_Taakvereisten:_
Zet alle regels van de items hieronder om in een genummerde lijst zonder lege regels. Laat de afbeeldingen weg uit je antwoord.

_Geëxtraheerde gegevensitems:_
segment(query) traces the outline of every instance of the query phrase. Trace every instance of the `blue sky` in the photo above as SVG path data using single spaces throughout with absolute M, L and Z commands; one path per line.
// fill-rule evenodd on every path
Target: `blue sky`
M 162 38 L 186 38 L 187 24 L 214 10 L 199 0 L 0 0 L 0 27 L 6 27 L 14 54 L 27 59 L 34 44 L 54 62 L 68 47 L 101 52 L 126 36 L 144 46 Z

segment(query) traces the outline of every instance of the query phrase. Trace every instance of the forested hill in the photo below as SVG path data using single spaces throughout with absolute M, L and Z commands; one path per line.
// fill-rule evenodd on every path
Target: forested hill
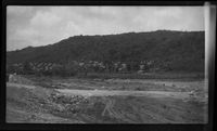
M 204 43 L 204 31 L 157 30 L 75 36 L 54 44 L 7 52 L 7 63 L 149 60 L 169 62 L 173 70 L 203 71 Z

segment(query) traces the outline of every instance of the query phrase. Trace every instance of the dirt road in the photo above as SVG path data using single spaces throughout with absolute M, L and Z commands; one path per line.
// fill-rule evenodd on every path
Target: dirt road
M 108 91 L 108 90 L 72 90 L 56 89 L 56 91 L 66 95 L 84 95 L 84 96 L 113 96 L 113 95 L 131 95 L 131 96 L 151 96 L 151 97 L 174 97 L 184 99 L 189 96 L 189 92 L 167 92 L 167 91 Z

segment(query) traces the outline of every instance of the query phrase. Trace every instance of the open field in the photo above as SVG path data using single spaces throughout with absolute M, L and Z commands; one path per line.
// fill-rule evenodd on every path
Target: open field
M 206 123 L 206 81 L 16 76 L 7 82 L 7 121 Z

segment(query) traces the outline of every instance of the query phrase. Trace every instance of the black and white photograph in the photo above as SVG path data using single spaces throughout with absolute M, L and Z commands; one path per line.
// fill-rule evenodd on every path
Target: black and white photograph
M 207 123 L 205 5 L 8 5 L 7 123 Z

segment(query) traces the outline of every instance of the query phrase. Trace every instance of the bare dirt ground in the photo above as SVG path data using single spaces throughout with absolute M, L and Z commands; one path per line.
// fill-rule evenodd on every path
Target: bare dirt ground
M 7 82 L 8 122 L 207 122 L 204 80 L 21 79 Z

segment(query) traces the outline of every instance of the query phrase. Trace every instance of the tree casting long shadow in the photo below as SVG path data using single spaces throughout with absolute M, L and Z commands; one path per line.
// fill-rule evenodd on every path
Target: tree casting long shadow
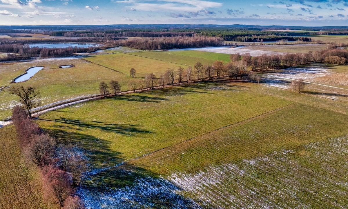
M 87 161 L 87 170 L 77 191 L 87 208 L 200 208 L 169 181 L 143 168 L 124 164 L 122 153 L 111 149 L 108 140 L 61 129 L 45 130 L 65 146 L 76 147 L 76 154 Z

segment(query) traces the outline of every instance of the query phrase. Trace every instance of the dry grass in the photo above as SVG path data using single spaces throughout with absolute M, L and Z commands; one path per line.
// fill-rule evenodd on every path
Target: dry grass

_Antwoord op taak:_
1. segment(query) traces the outline of every instance of the query phrase. Trace every instance of the `blue sky` in the photo above as SVG path data using single spaces throughout with absolute M, L and Z commands; one path per line.
2. // fill-rule evenodd on every path
3. Target: `blue sky`
4. M 162 38 L 186 38 L 187 24 L 214 10 L 199 0 L 0 0 L 0 27 L 6 27 L 14 54 L 27 59 L 34 44 L 54 62 L 68 47 L 101 52 L 126 36 L 144 46 Z
5. segment(query) traces the outline of every instance of the query phrase. Trace every instance of the forested hill in the photo below as SVG path data using single spaces throughout with absolute M, L and Z commands; one path per line.
6. // fill-rule evenodd on every path
7. Target: forested hill
8. M 204 43 L 204 31 L 157 30 L 75 36 L 54 44 L 7 52 L 7 63 L 149 60 L 169 62 L 173 70 L 203 71 Z
9. segment(query) traces the outline of every instance of the query phrase. Trace every instance of the dirt road in the photo above as SVG path data using single spaces throughout with absolute M, L and Z commands; one path per line.
10. // fill-rule evenodd on every path
11. Target: dirt road
12. M 108 91 L 108 90 L 72 90 L 56 89 L 56 91 L 66 95 L 84 95 L 84 96 L 113 96 L 113 95 L 131 95 L 131 96 L 151 96 L 151 97 L 174 97 L 184 99 L 189 96 L 189 92 L 167 92 L 167 91 Z
13. segment(query) traces the outline of every instance of the query phrase. Trace every instance of the open field in the photo above as SVG path data using single spaces throughout with absolute M, L and Z commands; one path per line.
14. // fill-rule evenodd on every path
15. Target: open field
16. M 206 123 L 206 81 L 16 76 L 7 82 L 7 121 Z
17. segment(query) traces the outline of every instance of the query phrase. Trace every instance of the black and white photograph in the photo above as SVG path data using single spaces throughout with absolute M, L and Z commands; one path per line.
18. // fill-rule evenodd on every path
19. Target: black and white photograph
20. M 207 123 L 205 5 L 8 5 L 7 123 Z
21. segment(query) traces the outline of every instance of the query phrase. Trace every instance of the bare dirt ground in the photo above as SVG path data using single spaces throughout with absolute M, L and Z commands; one path per line.
22. // fill-rule evenodd on every path
23. Target: bare dirt ground
24. M 7 82 L 8 122 L 207 122 L 204 80 L 21 79 Z
25. segment(query) traces the outline of every instance of the query phrase. Trace every instance of the tree casting long shadow in the photo below as SVG path data using single spaces throughout with absolute M, L and Z commands; one path per line.
26. // fill-rule evenodd on every path
27. Target: tree casting long shadow
28. M 87 161 L 87 170 L 77 191 L 87 208 L 200 208 L 169 181 L 143 168 L 124 164 L 122 153 L 111 149 L 108 140 L 61 129 L 45 130 L 65 146 L 76 147 L 76 154 Z
29. segment(query) traces the outline of every instance of the query phrase. Trace every instance of the dry grass in the photo above as SVG path data using single spaces throughout with absolute M, L and Z commands; one path per line.
30. // fill-rule evenodd on every path
31. Target: dry grass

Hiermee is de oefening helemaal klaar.